• [Action item]:
Give the listing again in full, matching it character for character.

• [Excerpted data]:
# # # # #
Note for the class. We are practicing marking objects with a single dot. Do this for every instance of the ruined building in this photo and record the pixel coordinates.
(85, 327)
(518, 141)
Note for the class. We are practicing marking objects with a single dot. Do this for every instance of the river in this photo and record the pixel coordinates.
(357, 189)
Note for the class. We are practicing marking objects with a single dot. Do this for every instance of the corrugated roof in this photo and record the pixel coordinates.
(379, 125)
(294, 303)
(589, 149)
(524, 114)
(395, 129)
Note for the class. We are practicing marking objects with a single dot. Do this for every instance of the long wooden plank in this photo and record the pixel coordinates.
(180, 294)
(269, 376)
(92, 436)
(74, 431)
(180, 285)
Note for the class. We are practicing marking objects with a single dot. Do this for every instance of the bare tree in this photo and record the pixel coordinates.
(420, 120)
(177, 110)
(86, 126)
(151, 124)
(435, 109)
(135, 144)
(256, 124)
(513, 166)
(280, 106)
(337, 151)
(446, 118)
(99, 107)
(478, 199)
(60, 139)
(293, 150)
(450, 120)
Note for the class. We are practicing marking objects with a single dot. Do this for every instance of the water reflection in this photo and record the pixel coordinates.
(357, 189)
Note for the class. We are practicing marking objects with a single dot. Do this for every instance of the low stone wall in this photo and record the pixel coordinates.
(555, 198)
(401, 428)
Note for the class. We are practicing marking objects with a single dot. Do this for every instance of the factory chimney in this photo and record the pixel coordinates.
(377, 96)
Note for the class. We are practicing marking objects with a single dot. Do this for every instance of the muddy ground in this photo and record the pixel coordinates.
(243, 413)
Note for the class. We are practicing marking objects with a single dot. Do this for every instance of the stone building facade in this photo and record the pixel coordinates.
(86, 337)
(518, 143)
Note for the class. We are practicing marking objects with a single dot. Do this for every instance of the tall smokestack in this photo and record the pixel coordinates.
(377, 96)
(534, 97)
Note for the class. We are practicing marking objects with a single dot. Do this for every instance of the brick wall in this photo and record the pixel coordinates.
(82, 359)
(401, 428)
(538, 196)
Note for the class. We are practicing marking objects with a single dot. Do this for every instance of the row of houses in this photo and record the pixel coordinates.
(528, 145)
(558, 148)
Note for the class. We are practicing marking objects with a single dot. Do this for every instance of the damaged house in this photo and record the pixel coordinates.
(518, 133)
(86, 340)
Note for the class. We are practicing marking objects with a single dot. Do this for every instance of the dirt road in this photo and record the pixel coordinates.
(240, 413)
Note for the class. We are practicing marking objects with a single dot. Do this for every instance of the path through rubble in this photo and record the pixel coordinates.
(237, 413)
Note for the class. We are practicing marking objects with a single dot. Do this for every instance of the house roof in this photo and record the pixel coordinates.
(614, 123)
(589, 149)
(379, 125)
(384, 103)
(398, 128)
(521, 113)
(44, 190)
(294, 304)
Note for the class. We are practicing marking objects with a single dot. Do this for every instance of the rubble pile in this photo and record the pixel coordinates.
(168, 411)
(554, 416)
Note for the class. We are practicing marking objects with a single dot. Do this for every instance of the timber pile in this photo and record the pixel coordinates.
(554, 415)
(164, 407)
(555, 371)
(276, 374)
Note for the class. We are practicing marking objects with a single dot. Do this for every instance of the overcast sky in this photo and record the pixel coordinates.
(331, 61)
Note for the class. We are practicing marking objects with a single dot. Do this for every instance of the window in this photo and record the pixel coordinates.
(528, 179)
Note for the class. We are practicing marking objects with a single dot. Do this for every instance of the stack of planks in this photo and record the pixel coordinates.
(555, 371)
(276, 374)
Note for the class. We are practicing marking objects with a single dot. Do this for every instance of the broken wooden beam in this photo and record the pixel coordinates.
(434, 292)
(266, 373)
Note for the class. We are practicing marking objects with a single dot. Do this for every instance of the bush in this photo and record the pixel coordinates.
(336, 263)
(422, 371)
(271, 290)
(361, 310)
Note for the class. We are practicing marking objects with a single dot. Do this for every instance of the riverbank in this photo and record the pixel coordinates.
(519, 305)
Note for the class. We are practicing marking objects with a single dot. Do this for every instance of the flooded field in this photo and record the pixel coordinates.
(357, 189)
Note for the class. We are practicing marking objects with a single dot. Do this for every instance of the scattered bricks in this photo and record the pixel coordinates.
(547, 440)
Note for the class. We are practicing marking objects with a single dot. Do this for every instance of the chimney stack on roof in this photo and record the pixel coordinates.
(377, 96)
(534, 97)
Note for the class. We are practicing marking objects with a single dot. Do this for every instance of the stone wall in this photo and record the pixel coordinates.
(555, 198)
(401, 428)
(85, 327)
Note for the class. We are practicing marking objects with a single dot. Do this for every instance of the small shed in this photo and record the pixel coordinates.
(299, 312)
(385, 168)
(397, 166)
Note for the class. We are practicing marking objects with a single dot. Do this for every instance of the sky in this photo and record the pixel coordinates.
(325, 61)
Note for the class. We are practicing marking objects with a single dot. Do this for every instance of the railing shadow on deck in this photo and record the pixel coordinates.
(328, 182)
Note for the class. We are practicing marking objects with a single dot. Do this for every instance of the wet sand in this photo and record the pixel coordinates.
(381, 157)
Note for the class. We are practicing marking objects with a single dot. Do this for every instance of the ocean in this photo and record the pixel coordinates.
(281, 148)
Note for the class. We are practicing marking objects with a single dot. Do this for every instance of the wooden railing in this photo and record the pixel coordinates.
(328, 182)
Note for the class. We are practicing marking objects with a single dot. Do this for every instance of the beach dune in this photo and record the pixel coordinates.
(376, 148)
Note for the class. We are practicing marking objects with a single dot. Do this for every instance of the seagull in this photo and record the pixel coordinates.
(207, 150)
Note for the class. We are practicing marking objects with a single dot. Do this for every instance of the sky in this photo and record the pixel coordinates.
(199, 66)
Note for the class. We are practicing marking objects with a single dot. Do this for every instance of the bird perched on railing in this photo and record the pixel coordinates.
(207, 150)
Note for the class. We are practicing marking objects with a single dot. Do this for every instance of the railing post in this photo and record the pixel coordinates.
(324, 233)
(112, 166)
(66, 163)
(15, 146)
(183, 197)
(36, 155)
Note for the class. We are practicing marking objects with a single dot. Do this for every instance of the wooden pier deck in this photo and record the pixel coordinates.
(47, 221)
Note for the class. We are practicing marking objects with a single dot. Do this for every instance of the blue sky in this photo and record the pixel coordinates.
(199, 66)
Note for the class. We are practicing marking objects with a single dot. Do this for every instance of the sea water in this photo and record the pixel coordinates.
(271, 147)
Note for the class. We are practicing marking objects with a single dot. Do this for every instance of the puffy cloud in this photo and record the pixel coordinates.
# # # # #
• [Output of the exercise]:
Note for the class. We are practicing marking objects with a single dot. Do this for every instance of the ruined building in this photo and record the pixel coordinates.
(85, 327)
(518, 141)
Note for the class. We are practicing marking objects with a single dot. Do this for every instance of the river in this photo and record the pixel coordinates.
(357, 189)
Note for the class. We are practicing marking objects with a single dot. Do this for every instance of the corrugated roof in this photo and record the pixel coordinates.
(379, 125)
(294, 303)
(589, 149)
(524, 114)
(395, 129)
Note for the class. We are practicing marking objects with a single dot. Do this for every instance of the long wooden plank in this photo and record the pixel coordinates.
(180, 294)
(269, 376)
(92, 436)
(74, 431)
(180, 285)
Note for the class. We are practicing marking objects with a single dot. Do this for every instance of the bare tree in this photo and record the pixel coordinates.
(420, 120)
(177, 110)
(86, 126)
(151, 124)
(435, 109)
(135, 144)
(256, 124)
(513, 166)
(280, 106)
(337, 151)
(446, 118)
(99, 107)
(478, 199)
(60, 139)
(293, 150)
(450, 120)
Note for the class. We are practicing marking objects with a single dot. Do this for every instance of the water reflection in this photo and record the pixel coordinates.
(357, 189)
Note for the class. We are practicing marking objects with a single dot. Do this for every instance of the low stone wall in this photo and record the pixel coordinates.
(555, 198)
(401, 428)
Note for the class. We are practicing marking objects with a single dot. Do this for every instance of the factory chimney in this photo and record the pixel coordinates.
(377, 96)
Note for the class. We are practicing marking objects with a single dot. Do this for every instance of the muddy ground in this photo and record the pixel coordinates.
(243, 413)
Note for the class. We are practicing marking objects with a single dot. Do this for every instance of the stone building facade in this photo and record the pixel coordinates.
(86, 337)
(518, 143)
Note for the class. We are practicing marking objects with a single dot. Do this for every instance of the tall smokestack in this photo and record the pixel coordinates.
(377, 96)
(534, 97)
Note for the class. We are practicing marking objects with a single dot. Do this for every instance of the brick wall in this photo and record the pixel coordinates.
(82, 359)
(401, 428)
(538, 196)
Note for the class. We are practicing marking objects with a single dot. Do this for every instance of the row of houses in this photo and record the pixel coordinates.
(528, 145)
(558, 148)
Note for the class. We are practicing marking objects with a single dot. Do this for every instance of the damaged house in this photo and record the pixel coordinates.
(518, 133)
(86, 340)
Note for the class. We are practicing marking objects with a single dot. Do this for every instance of the dirt road in this photo and record the pixel coordinates.
(240, 413)
Note for the class. We are practicing marking objects with a single dot. Do this for every instance of the path through rubble in this photo and record the pixel coordinates.
(237, 413)
Note for the class. We are practicing marking objects with a single dot. Do this for every instance of the house roof in this photo and record the pixel coordinates.
(614, 123)
(589, 149)
(379, 125)
(384, 103)
(398, 128)
(521, 113)
(44, 190)
(294, 304)
Note for the class. We are practicing marking objects with a single dot. Do this for every instance of the rubble pile in this photo and record the pixel coordinates.
(168, 411)
(554, 416)
Note for the class. We are practicing marking objects with a single dot. Do this for every instance of the timber pile in this photo and record the pixel coordinates.
(554, 415)
(164, 407)
(555, 371)
(276, 374)
Note for the class. We are practicing marking objects with a single dot. Do this for every instance of the overcast sky in this photo and record the pixel coordinates.
(331, 61)
Note for the class. We are practicing marking objects with a single dot. Do this for every instance of the window in this photo and record the pixel coordinates.
(528, 179)
Note for the class. We are practicing marking objects with a single dot. Do this for every instance of the stack of planks in this photo and record the pixel coordinates.
(555, 371)
(276, 374)
Note for the class. We are practicing marking objects with a single dot. Do this for every instance of the broken wooden beam in this photo and record the pixel coordinates.
(434, 292)
(266, 373)
Note for the class. We are practicing marking objects with a single dot. Do this for every instance of the bush in this photo and record the pixel coordinates.
(336, 263)
(422, 371)
(271, 290)
(361, 310)
Note for the class. We are practicing marking objects with a single dot. Do this for every instance of the riverbank in this photo and record the pixel coordinates.
(519, 305)
Note for the class. We are practicing marking objects with a single dot. Do this for every instance of the flooded field in this photo and record the pixel coordinates.
(357, 189)
Note for the class. We are practicing marking objects with a single dot. Do this for every instance of the scattered bricks in this photo and record the pixel coordinates.
(547, 440)
Note for the class. We are practicing marking objects with a single dot. Do this for every instance of the chimney stack on roof in this photo and record the pixel coordinates.
(377, 96)
(534, 97)
Note for the class. We are practicing marking objects with a single dot. Do this for every instance of the stone wall in this photo and record the pixel coordinates.
(555, 198)
(401, 428)
(85, 327)
Note for the class. We are practicing marking objects with a single dot. Do this for every instance of the small shed in this photo and record the pixel coordinates.
(299, 312)
(385, 168)
(397, 166)
Note for the class. We are practicing marking objects with a single dot. Do this for every instance of the sky in this photo and record the pixel coordinates.
(325, 61)
Note for the class. We are practicing marking objects with a single dot. Do this for every instance of the railing shadow on deck in this photo and record the pixel coordinates.
(328, 182)
Note for the class. We are practicing marking objects with a single dot. Do this for every instance of the wet sand in this photo and record the pixel coordinates.
(381, 157)
Note for the class. We are practicing marking objects with a single dot. Do this for every instance of the ocean in this photo and record the pixel coordinates.
(281, 148)
Note for the class. We are practicing marking objects with a single dot. Do this for every instance of the wooden railing in this photo and record the pixel coordinates.
(328, 182)
Note for the class. We are practicing marking objects with a single dot. Do this for every instance of the beach dune in this photo and record the pixel coordinates.
(376, 148)
Note for the class. We are practicing marking objects with a single dot. Do this for every instance of the seagull in this photo and record the pixel coordinates.
(207, 150)
Note for the class. We are practicing marking objects with a single dot. Do this for every instance of the sky in this photo and record the pixel coordinates.
(199, 66)
Note for the class. We are practicing marking objects with a single dot. Do this for every instance of the bird perched on railing in this photo and record the pixel coordinates.
(207, 150)
Note for the class. We are practicing marking objects with a single dot. Do this for every instance of the railing post in this photo and record the pixel coordinates.
(324, 233)
(112, 166)
(66, 163)
(15, 146)
(183, 197)
(36, 155)
Note for the class. We are practicing marking objects with a single dot. Do this for every instance of the wooden pier deck in this photo and record the pixel coordinates.
(47, 221)
Note for the class. We are practicing marking objects with a single dot. Do this for every instance of the blue sky in this photo and record the pixel coordinates.
(199, 66)
Note for the class. We are practicing marking objects with a single dot. Do this for every instance of the sea water in this photo and record the pixel coordinates.
(271, 147)
Note for the class. We are practicing marking objects with a single dot. Do this for every instance of the puffy cloud in this photo and record the pixel coordinates.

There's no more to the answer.